[PROBLEM TO SOLVE] Please pull out every line in the entries below that contains the word "light", treating uppercase and lowercase as different.

++++ DATASET ENTRIES

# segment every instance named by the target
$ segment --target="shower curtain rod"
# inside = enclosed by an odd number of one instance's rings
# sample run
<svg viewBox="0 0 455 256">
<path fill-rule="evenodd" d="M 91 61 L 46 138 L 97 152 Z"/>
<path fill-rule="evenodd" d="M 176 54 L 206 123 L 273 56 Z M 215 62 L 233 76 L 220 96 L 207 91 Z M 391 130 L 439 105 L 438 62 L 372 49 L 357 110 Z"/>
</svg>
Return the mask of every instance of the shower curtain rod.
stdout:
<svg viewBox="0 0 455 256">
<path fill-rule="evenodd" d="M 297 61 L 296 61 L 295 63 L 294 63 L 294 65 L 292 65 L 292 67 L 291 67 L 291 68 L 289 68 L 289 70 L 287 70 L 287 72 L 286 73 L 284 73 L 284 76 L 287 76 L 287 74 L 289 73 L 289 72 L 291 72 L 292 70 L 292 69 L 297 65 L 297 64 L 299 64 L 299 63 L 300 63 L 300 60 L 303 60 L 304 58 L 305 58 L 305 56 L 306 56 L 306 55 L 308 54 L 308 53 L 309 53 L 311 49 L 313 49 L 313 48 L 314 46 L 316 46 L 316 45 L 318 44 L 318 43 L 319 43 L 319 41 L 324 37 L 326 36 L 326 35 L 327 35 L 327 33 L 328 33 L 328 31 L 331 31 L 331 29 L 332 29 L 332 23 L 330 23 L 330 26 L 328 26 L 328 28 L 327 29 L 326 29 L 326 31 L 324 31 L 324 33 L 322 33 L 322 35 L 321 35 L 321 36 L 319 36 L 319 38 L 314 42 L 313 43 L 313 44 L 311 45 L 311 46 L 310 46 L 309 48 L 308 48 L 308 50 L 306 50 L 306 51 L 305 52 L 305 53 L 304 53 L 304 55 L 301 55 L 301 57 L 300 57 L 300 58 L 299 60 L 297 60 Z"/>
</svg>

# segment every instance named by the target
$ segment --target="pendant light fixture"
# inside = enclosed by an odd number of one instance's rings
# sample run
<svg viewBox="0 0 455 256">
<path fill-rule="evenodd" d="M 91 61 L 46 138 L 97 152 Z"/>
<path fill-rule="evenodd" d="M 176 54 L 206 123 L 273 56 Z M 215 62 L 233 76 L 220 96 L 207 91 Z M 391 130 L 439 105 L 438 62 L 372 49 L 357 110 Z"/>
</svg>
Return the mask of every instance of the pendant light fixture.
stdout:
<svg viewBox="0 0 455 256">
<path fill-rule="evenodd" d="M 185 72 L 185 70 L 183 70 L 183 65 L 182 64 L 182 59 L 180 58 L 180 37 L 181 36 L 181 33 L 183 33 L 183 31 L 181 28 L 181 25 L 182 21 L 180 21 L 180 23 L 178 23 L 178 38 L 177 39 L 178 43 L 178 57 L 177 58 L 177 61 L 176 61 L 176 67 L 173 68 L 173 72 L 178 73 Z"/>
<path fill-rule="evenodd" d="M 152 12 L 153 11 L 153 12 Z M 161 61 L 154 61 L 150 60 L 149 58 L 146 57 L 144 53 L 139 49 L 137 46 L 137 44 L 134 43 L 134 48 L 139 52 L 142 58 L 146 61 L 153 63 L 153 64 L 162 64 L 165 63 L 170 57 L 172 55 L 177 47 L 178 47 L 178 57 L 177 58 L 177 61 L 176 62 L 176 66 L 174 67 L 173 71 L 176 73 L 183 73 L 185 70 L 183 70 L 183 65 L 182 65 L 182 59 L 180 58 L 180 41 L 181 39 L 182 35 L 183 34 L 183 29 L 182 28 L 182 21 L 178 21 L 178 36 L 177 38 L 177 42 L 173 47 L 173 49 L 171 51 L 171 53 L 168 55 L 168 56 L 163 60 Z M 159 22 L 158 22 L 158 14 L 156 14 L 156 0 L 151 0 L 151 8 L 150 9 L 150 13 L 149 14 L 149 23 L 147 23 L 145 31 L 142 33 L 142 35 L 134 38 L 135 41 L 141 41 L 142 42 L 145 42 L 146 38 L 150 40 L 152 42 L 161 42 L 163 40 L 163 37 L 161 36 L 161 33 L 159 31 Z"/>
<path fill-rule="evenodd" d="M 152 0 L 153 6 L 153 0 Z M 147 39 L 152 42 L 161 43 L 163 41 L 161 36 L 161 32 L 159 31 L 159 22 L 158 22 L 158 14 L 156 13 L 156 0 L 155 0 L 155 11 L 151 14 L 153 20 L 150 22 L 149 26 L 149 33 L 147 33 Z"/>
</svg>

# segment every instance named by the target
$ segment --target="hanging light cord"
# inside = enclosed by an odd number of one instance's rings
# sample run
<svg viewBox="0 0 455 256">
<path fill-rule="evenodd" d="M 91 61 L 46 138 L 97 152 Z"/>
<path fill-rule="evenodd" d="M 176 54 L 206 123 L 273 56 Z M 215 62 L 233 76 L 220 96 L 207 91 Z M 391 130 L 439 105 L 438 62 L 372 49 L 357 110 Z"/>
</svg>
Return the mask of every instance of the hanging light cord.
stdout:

++++++++

[FINISHED EXERCISE]
$ segment --target="pendant light fixture"
Return the mask of every instance of the pendant light fixture.
$ segment --target="hanging light cord"
Return the mask of every instance of the hanging light cord.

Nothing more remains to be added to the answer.